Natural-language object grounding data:
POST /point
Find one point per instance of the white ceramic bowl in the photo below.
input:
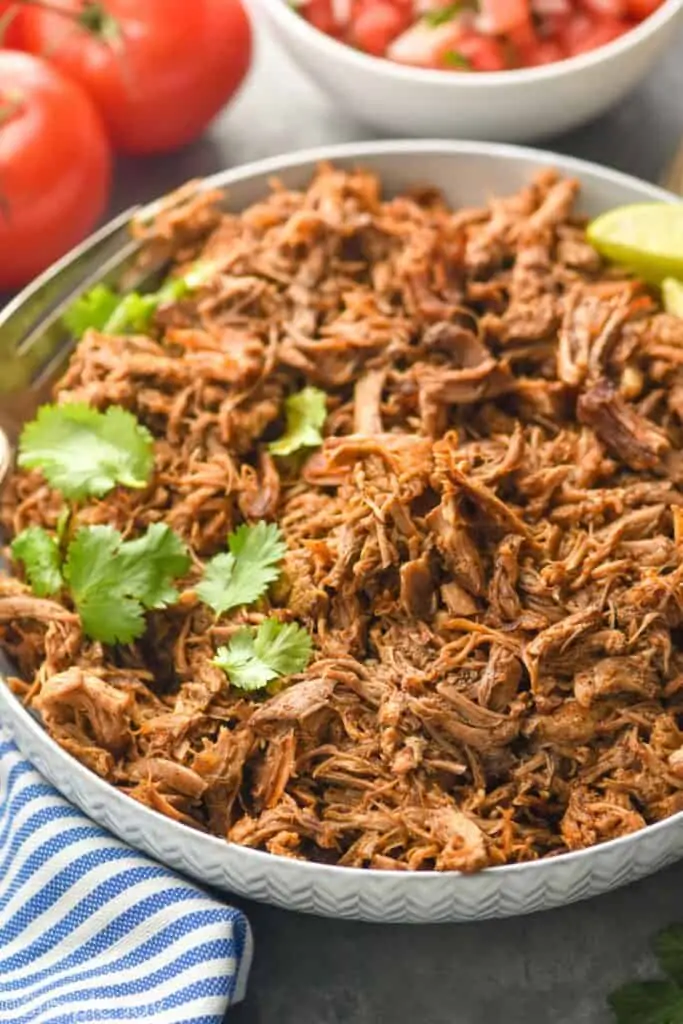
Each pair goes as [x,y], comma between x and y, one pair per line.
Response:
[467,173]
[510,107]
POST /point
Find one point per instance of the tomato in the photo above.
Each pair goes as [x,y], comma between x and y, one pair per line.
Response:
[584,33]
[158,70]
[321,15]
[54,166]
[641,8]
[604,8]
[481,52]
[501,16]
[376,25]
[10,20]
[424,45]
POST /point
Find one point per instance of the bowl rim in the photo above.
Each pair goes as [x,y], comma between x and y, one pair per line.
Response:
[500,152]
[333,49]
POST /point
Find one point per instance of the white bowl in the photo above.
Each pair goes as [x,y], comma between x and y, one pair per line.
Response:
[467,173]
[511,105]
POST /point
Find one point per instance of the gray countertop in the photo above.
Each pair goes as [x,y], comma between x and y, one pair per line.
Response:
[554,968]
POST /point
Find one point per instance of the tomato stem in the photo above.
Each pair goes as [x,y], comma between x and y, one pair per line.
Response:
[93,16]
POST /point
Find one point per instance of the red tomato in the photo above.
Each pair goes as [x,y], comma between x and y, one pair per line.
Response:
[604,8]
[10,18]
[376,25]
[481,52]
[584,33]
[158,70]
[641,8]
[425,46]
[319,13]
[55,164]
[501,16]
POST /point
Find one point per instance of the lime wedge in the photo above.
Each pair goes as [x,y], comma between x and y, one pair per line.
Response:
[672,296]
[646,238]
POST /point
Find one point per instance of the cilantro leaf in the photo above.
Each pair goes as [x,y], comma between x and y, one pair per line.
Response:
[456,59]
[134,311]
[305,413]
[441,15]
[113,581]
[82,452]
[39,553]
[150,563]
[90,310]
[648,1003]
[242,576]
[254,657]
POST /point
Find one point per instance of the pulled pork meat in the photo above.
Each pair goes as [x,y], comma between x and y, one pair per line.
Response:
[486,548]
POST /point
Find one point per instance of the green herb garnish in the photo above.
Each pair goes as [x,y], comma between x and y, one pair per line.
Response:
[243,574]
[305,413]
[254,657]
[84,453]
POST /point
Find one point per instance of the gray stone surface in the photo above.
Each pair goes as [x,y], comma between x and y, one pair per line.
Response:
[550,969]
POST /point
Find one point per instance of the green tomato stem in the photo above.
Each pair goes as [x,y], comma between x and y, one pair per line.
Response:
[93,17]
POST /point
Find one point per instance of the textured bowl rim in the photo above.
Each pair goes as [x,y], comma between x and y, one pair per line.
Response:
[334,50]
[315,870]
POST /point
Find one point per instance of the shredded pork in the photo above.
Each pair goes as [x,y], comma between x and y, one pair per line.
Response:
[485,549]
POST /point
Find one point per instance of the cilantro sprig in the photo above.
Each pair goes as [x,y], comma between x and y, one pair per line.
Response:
[256,656]
[305,413]
[655,1001]
[112,582]
[441,15]
[91,310]
[84,453]
[105,310]
[243,573]
[39,553]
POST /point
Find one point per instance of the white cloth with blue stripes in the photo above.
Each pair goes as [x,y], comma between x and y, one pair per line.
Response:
[91,930]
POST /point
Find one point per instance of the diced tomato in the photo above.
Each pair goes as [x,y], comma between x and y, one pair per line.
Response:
[481,52]
[585,34]
[376,26]
[641,8]
[424,45]
[604,8]
[321,15]
[502,16]
[523,37]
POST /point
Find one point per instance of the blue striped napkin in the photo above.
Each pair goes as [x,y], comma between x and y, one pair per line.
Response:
[90,930]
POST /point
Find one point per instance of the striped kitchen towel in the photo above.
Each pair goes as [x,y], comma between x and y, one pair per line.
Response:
[90,930]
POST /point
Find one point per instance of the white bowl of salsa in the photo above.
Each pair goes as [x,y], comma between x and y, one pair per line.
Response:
[449,70]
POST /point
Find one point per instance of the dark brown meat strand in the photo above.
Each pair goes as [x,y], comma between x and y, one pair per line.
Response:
[486,549]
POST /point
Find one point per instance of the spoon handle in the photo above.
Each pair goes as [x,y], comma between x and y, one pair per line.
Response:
[673,175]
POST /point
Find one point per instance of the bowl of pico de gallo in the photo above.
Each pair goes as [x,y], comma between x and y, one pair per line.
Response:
[497,70]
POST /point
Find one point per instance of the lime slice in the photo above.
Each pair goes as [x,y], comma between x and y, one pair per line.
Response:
[646,238]
[672,296]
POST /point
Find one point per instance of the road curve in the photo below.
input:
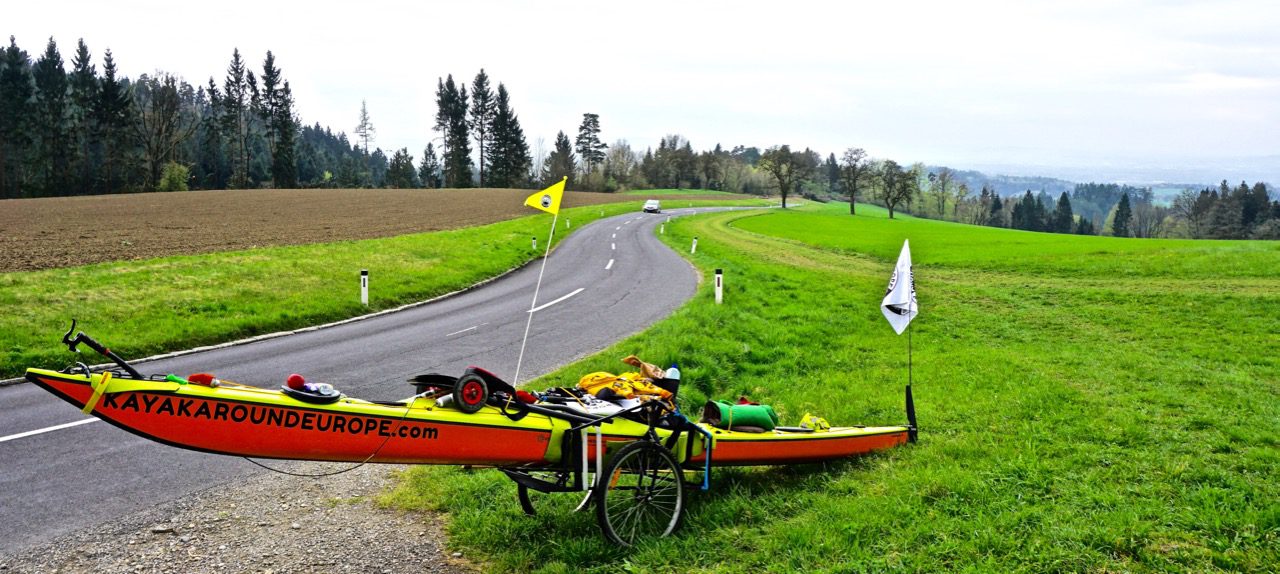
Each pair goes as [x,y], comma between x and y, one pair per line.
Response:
[604,282]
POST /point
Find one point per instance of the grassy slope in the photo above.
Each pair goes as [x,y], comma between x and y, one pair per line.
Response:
[1107,406]
[666,192]
[144,308]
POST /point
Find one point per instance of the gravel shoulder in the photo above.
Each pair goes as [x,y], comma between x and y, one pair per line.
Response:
[266,523]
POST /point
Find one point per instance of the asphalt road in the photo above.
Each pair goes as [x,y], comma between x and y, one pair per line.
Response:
[608,279]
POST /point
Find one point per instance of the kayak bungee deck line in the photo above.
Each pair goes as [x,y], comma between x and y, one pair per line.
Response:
[252,422]
[632,463]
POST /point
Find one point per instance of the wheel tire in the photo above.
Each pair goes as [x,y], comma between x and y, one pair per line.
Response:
[641,493]
[470,393]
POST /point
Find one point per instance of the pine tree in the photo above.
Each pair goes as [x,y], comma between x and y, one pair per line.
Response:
[238,95]
[510,158]
[83,95]
[284,164]
[401,173]
[53,154]
[429,173]
[589,146]
[832,169]
[365,130]
[854,169]
[16,89]
[1124,215]
[481,119]
[451,119]
[113,118]
[1063,217]
[560,163]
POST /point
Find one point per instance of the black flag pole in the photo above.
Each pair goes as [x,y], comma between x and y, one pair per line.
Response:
[912,433]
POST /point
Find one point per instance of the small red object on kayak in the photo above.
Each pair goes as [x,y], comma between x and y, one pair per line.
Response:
[525,396]
[202,378]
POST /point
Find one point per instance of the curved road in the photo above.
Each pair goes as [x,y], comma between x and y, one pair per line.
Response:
[604,282]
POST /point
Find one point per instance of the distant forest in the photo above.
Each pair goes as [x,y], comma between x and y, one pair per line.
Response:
[82,131]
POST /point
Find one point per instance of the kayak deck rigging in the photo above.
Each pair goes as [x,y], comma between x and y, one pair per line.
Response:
[631,464]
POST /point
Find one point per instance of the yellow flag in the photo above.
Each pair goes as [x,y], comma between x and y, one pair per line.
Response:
[548,199]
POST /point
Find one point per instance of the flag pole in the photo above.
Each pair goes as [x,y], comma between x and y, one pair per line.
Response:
[534,303]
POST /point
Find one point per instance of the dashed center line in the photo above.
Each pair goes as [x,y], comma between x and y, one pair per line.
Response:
[48,429]
[556,301]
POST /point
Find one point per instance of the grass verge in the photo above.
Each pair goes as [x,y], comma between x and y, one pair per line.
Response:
[1102,414]
[168,304]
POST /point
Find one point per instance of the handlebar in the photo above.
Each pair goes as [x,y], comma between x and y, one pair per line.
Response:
[73,344]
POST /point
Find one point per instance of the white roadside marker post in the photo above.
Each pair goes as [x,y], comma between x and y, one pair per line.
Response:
[364,287]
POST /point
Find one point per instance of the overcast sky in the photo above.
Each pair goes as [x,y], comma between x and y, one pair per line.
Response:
[944,82]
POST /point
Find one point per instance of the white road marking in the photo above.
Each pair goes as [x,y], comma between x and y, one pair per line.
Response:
[464,331]
[556,301]
[48,429]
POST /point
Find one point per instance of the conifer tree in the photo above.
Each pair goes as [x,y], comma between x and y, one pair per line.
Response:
[1063,217]
[238,91]
[560,163]
[53,154]
[481,118]
[401,173]
[365,130]
[83,95]
[113,119]
[590,149]
[1124,215]
[284,164]
[451,119]
[16,89]
[429,172]
[510,158]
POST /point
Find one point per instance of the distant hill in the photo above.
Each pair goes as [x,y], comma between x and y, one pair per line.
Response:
[1009,185]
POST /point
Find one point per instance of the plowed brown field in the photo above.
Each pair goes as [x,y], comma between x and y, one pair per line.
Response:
[53,232]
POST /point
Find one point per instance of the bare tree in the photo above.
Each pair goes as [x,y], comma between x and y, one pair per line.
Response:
[365,128]
[1189,208]
[785,167]
[1148,221]
[940,186]
[854,168]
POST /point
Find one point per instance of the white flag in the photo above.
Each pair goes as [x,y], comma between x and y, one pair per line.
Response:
[899,304]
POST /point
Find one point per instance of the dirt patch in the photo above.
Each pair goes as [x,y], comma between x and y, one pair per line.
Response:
[55,232]
[261,524]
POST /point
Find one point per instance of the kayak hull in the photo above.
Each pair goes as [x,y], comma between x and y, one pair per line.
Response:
[254,422]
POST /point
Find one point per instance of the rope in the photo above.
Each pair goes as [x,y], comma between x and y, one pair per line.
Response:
[407,408]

» Action item
Before answering, find the line with "Find one point per instance of the lime wedge" in the records above; then reproduce exactly each line from the first through that line, leaving out pictures.

» Answer box
POST /point
Find one point per instance of the white ceramic bowl in the photo below.
input:
Each pair goes as [x,y], comma between x and y, one pair per line.
Response:
[467,173]
[510,107]
POST /point
Find one point per instance of the tomato in the photo above.
Each pair goes as [x,y], comma between x and y, one pair per line.
Response:
[584,33]
[158,70]
[321,15]
[54,166]
[641,8]
[604,8]
[481,52]
[501,16]
[376,25]
[10,20]
[424,45]
POST /point
Find one point per instance of the bowl rim in the photo above.
Each pair goes as [x,y], comma between x and y, one pair per line.
Response:
[500,152]
[333,49]
POST /point
Find one point per instance of the white bowl in the photo above.
Each pair goes as [x,y], comma between x and y, one pair per line.
Response:
[467,173]
[511,105]
POST /point
Find one point per instance of the gray countertop in the photo above.
Each pair goes as [x,y], comma between x and y, one pair per line.
Response:
[554,968]
POST /point
Find one point per instance of the tomato stem in the photo above.
Each pair goes as [x,y], comma between x and y, one pair per line.
Response:
[93,16]
POST /point
Find one point per instance of the red tomato in the photo above.
Each pair goes as [x,y], comma between x and y, one pair per line.
Response:
[604,8]
[10,18]
[376,25]
[481,52]
[584,33]
[158,70]
[641,8]
[425,46]
[319,13]
[55,164]
[501,16]
POST /point
Find one point per instance of the lime wedge in the photo above.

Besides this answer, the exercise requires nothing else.